* _Task brief_
Revise the data below so that every occurrence of "Reported" reads "Located", leaving all other text unchanged. Omit the pictures from your reproduction.

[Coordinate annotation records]
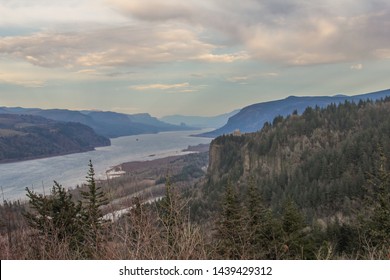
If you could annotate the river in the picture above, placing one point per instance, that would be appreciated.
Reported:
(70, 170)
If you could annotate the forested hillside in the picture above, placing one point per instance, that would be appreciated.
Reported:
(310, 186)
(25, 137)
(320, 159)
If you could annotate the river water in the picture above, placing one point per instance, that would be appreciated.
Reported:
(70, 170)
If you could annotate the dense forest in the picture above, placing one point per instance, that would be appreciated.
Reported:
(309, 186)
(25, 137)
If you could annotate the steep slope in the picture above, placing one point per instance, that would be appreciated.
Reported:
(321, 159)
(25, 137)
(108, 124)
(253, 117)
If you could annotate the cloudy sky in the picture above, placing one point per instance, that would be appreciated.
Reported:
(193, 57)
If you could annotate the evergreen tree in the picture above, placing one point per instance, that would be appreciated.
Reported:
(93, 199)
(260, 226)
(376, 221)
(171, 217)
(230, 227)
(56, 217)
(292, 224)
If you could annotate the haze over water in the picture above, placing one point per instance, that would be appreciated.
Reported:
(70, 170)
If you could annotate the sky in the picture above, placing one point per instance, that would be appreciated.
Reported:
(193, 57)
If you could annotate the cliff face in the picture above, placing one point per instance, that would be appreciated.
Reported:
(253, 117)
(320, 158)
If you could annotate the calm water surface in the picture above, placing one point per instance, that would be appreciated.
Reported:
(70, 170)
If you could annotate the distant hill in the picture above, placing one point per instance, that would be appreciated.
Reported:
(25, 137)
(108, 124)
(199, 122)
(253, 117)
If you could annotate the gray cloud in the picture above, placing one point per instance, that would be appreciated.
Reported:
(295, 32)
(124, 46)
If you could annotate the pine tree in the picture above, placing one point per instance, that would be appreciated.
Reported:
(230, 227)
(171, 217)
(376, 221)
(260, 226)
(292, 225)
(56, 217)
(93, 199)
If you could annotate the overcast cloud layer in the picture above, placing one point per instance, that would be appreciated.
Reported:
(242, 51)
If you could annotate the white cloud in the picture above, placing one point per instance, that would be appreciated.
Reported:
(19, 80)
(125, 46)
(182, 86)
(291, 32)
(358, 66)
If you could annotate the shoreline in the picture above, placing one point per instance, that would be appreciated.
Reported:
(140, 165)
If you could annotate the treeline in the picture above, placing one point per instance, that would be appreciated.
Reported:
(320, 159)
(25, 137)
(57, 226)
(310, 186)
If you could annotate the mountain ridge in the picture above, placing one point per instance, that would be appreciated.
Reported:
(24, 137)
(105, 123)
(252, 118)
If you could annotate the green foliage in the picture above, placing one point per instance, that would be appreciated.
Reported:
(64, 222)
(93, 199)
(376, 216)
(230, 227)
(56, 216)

* _Finished task_
If you could annotate the river in the picture above, placing one point per instance, that would be appreciated.
Located:
(70, 170)
If you could annotate the forested hillside in the picture above, placing one point per instance, that would be appreciated.
Located:
(310, 186)
(25, 137)
(320, 159)
If you could annotate the river water in the picture above, placing one point per instance, that would be appreciated.
Located:
(70, 170)
If you could annotate the dense forest in the picture above, placing one point per instance, that would be appreciated.
Located:
(309, 186)
(25, 137)
If you could annotate the steep slope in the picture above, placing one point per instance, that would be appreciated.
Located:
(321, 159)
(25, 137)
(108, 124)
(253, 117)
If you could annotate the cloudy sky in the picture above, placing one point per instance, that would be appreciated.
Located:
(193, 57)
If you could annotate the evergreen tree in the picture above, placing one point per instance, that would be appreciated.
Located:
(93, 199)
(260, 226)
(376, 221)
(171, 217)
(230, 227)
(56, 217)
(292, 224)
If you could annotate the haze over water in the picture above, placing one point per instance, that would be appreciated.
Located:
(70, 170)
If you could annotate the sky in the picture above, placing one point per instance, that would be appreciated.
Located:
(193, 57)
If you could annotate the cliff face in the picture above, placing one point per instance, that would be appreciated.
Located:
(253, 117)
(320, 158)
If you could annotate the calm water surface in the picture above, placing one point per instance, that would be appreciated.
Located:
(70, 170)
If you could annotate the distant hill in the picture above, placing one point per instance, that would be appreciated.
Located:
(25, 137)
(108, 124)
(199, 122)
(253, 117)
If you could annotate the gray cloud in the picture above, placing one point per instance, that would be appreciated.
Located:
(295, 32)
(124, 46)
If you could annotate the pine tree in the picture above, placing one point per instance, that would be appreciated.
Located:
(230, 227)
(171, 217)
(376, 221)
(260, 226)
(292, 225)
(56, 217)
(93, 199)
If you could annotate the overcast cloud layer in the picture above, placing one point per instance, that would be appreciated.
Located:
(242, 51)
If you could annotate the white cloud in the picture above, placing one point per instance, that would be appreciated.
Located:
(19, 80)
(125, 46)
(182, 86)
(291, 32)
(358, 66)
If you could annotate the shoreline in the picture above, placing one point per instance, that would be appreciated.
Located:
(140, 165)
If you could annotate the treeline in the picture above, placing one point per instance, that would be appreciated.
Located:
(320, 159)
(25, 137)
(57, 226)
(310, 186)
If you could annotate the mountain ridge in the picture above, placing one point per instance, that would be appreciated.
Located:
(24, 137)
(105, 123)
(252, 118)
If you could annotate the green foliage in the picture above, placing one point per instance, that would be appreciated.
Located:
(64, 222)
(93, 199)
(376, 216)
(230, 227)
(56, 216)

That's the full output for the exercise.